- Problems -
1 – In the commit message below about adding `parseBase64Bytes` to the MLIR parser, why does the new function reuse the token's spelling directly?
2 – Write a continuation of the commit message below about `parseBase64Bytes`, starting after its last sentence.

- Text segment -

○ ○ ○ ○ ○

[Mlir-commits] [mlir] bf87d5a - [MLIR][Parser] Add `parseBase64Bytes`.

llvmlistbot at llvm.org llvmlistbot at llvm.org
Fri Nov 18 08:13:36 PST 2022


Author: bzcheeseman
Date: 2022-11-18T08:13:30-08:00
New Revision: bf87d5ad8207b6002d0ff247f4803698be35950d

URL: https://github.com/llvm/llvm-project/commit/bf87d5ad8207b6002d0ff247f4803698be35950d
DIFF: https://github.com/llvm/llvm-project/commit/bf87d5ad8207b6002d0ff247f4803698be35950d.diff

LOG: [MLIR][Parser] Add `parseBase64Bytes`.

This patch adds `parseBase64Bytes` to the parser. It attempts to avoid double-allocating the buffer by re-using the token's spelling directly and eliding the quotes if they exist. It also avoids extra allocations by using std::vector<char> in the API - something we should change when the llvm::decodeBase64 API changes.

○ ○ ○ ○ ○

- Source excerpt -
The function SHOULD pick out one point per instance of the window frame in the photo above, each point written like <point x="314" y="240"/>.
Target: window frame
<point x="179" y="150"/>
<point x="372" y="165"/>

○ ○ ○ ○ ○

- The results -
1 – It reuses the token's spelling directly, dropping the quotes if there are any, so that the buffer isn't allocated twice.

2 –
Reviewed By: rriddle

Differential Revision: https://reviews.llvm.org/D138090

Added: 
    

Modified: 
    mlir/include/mlir/IR/OpImplementation.h
    mlir/lib/AsmParser/AsmParserImpl.h
    mlir/test/IR/parser.mlir
    mlir/test/lib/Dialect/Test/TestDialect.cpp
    mlir/test/lib/Dialect/Test/TestOps.td

Removed: 
    


################################################################################
diff  --git a/mlir/include/mlir/IR/OpImplementation.h b/mlir/include/mlir/IR/OpImplementation.h
index 0c74af3508aef..c6e5abd904fe9 100644
--- a/mlir/include/mlir/IR/OpImplementation.h
+++ b/mlir/include/mlir/IR/OpImplementation.h
@@ -577,6 +577,9 @@ class AsmParser {
   /// Parse a quoted string token if present.
   virtual ParseResult parseOptionalString(std::string *string) = 0;
 
+  /// Parses a Base64 encoded string of bytes.
+  virtual ParseResult parseBase64Bytes(std::vector<char> *bytes) = 0;
+
   /// Parse a `(` token.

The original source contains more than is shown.